§ Page extract
■ ■ ■ ■ ■

Forget smartphones – smart bras may become the latest in wearable tech

From keeping you fit to detecting cancer, finding true love and beyond, there’s an app for that. Sorry, by app, we actually mean a bra…

Keep Beat smart bra

The Keep Beat smart bra was designed by Victoria Sowerby, a London-based fashion designer specialising in contemporary print with what she describes as “more than a pinch of humour”. Although this bra doesn’t exist yet, Sowerby, a recent graduate of Northumbria University, designed a prototype that encourages you to run at pace by altering the speed of the music you are listening to while you exercise. Using electrodes hidden in the elastic to measure your pulse rate as you run, the data is then transferred via a transmitter with a Bluetooth chip, which in turn ‘tweaks’ the speed of the music on your smartphone via a special app. Essentially, if you run too slowly, then your running soundtrack will s-l-o-w d-o-w-n to an uncomfortable speed. Similarly, if you are running too quickly, the music will speed up to irritating Mickey Mouse proportions.

Sowerby also made use of a fabric named ‘Eurojersey’, which, according to Wareable “accelerates the evaporative process so it’s thermo regulating and won’t trap sweat or bacteria.” That aside, it has to be said that if running is your idea of torture, the Keep Beat bra is unlikely to encourage you to take it up!

Photo credit: Victoria Sowerby

Bionic Bra

Another smart bra that’s being developed in laboratories is the excitingly-named Bionic bra. Also a work in progress, the Bionic Bra has been 15 years in the making for scientists at the University of Wollongong, Australia. Their aim is to produce an incredibly comfortable sports bra that responds to the different movements of the body and adapts to give more support during vigorous exercise, and less support when the body is still. This is achieved by tightening and loosening the fibres within the fabric, the idea being to prevent long-term damage to breast ligaments for female sports enthusiasts. Although it may seem like science fiction, in the event this bra is actually released it could revolutionise the sports bra industry and inspire women who have previously shied away from exercise due to their uncomfortable sports bras to get back into fitness.

■ ■ ■ ■ ■

Saved entries:
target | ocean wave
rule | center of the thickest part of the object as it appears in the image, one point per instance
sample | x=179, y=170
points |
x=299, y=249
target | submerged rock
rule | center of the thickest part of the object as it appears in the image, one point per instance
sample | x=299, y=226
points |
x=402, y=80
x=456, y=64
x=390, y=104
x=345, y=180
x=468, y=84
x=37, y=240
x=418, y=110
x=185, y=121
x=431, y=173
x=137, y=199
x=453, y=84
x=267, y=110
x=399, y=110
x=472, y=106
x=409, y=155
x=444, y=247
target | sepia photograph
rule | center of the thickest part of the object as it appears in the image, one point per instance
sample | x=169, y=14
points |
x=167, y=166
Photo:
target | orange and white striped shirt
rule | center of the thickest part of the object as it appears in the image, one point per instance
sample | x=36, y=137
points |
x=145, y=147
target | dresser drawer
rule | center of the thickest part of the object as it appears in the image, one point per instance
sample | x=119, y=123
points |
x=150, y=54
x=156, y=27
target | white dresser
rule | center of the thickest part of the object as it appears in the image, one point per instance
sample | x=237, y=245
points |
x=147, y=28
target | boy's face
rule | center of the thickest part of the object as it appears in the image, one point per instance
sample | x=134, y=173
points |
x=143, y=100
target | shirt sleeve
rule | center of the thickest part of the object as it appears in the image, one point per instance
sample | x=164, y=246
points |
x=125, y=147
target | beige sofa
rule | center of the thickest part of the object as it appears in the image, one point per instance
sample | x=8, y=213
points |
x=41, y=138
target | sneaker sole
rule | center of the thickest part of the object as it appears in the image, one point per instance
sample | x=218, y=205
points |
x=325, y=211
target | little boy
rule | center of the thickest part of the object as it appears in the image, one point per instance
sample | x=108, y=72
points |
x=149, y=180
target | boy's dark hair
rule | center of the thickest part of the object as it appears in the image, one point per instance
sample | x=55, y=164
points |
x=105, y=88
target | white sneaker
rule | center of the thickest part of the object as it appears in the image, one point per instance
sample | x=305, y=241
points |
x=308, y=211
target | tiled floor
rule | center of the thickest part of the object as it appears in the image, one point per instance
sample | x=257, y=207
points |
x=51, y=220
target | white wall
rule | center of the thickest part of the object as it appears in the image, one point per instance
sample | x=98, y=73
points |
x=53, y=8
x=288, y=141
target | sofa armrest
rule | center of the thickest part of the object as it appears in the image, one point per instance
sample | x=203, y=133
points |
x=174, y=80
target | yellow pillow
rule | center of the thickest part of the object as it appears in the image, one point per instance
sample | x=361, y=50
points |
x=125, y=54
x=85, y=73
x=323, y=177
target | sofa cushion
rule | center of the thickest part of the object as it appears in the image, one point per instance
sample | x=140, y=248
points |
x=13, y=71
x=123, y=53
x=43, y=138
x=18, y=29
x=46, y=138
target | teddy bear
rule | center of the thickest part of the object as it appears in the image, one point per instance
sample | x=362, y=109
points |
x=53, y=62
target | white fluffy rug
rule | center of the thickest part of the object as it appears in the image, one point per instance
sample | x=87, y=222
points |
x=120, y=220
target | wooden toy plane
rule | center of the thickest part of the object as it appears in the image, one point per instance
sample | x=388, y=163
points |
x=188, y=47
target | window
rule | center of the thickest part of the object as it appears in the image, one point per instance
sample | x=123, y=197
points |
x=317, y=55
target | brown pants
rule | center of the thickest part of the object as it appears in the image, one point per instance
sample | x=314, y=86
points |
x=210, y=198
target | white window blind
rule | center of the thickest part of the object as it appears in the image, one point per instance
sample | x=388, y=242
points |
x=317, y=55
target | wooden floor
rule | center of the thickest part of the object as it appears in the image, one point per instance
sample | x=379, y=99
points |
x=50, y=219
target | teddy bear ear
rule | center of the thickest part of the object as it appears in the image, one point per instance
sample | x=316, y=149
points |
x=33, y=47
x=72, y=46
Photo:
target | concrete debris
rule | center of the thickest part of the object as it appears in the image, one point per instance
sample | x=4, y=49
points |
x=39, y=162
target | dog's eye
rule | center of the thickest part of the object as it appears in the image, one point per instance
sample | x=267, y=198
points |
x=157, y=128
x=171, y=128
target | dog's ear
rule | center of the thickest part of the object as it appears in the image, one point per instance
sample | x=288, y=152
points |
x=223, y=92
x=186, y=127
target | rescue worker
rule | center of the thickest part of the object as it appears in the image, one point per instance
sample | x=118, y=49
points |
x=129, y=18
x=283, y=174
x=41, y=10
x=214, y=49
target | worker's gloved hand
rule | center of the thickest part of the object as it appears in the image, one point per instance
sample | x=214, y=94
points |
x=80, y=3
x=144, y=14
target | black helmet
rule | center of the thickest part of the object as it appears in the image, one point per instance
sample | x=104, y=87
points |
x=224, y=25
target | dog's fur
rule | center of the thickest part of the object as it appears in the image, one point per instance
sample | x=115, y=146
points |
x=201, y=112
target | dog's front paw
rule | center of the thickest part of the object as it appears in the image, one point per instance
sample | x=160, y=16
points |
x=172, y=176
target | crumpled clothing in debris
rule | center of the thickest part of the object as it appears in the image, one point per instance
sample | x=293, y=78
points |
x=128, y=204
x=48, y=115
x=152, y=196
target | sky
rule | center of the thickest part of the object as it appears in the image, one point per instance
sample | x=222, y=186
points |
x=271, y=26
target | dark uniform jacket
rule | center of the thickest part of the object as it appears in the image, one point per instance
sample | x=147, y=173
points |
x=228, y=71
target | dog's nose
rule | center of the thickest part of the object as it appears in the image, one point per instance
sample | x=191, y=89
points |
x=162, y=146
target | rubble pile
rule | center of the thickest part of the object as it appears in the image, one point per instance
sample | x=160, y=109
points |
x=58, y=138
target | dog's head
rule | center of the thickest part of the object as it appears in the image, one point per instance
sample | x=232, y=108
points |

■ ■ ■ ■ ■

§ Instructions
- a) According to the smart bras article, how long have University of Wollongong scientists been working on the Bionic Bra?
- b) Extend the smart bras article beyond its final sentence.
The records have no part in any of this.

§ Answers to the tasks
- a) It has been 15 years in the making.

- b)
iTBra

Startup business, Cyrcadia Health, has invented the world’s first disease-detecting bra – and they’re claiming it’s ‘better than a mammogram’. A series of temperature sensors together with an algorithm and an app are embedded in a bra, with the aim of detecting breast cancer by analyzing the density of the breast tissue and identifying the tiniest circadian temperature changes within breast cells. The company claims, “Our iTBra technology was successfully tested with over 500 patients. Cyrcadia Health solution demonstrated an 87% correlation to a verified, clinical diagnosis of breast cancer including with those patients with dense breast tissue…Wearing the iTBra for 12 hours is a comfortable way to have a highly accurate monthly self-breast exam.”

Sounds too good to be true? Indeed, health professionals remain sceptical, as Elaine Schattner, an associate professor at Weill Cornell Medical College told Smithsonian, “The iTBra is essentially an untested, commercial device that may tempt some women who don’t want to go through the hassle and alleged risks of mammography…Women who wish to be screened for breast cancer would be wiser, instead, to go with a proven method.” The product is still being trialled.

Foxleaf bra

Still on the topic of cancer, the Foxleaf bra is an innovative design that actually delivers treatment drugs – namely Tamoxifen gel – to the patient via the bra itself. Profiled recently on the Breakthrough Breast Cancer website, the bra contains “micro-encapsulated bubbles of Tamoxifen in soft, plastic inserts in the cups”. Heat and moisture is supposed to rub the coating off the bubbles and release the Tamoxifen to be absorbed through the skin as opposed to the patient taking the drug in tablet form. The aim of this is to reduce the side effects commonly associated with oral treatment.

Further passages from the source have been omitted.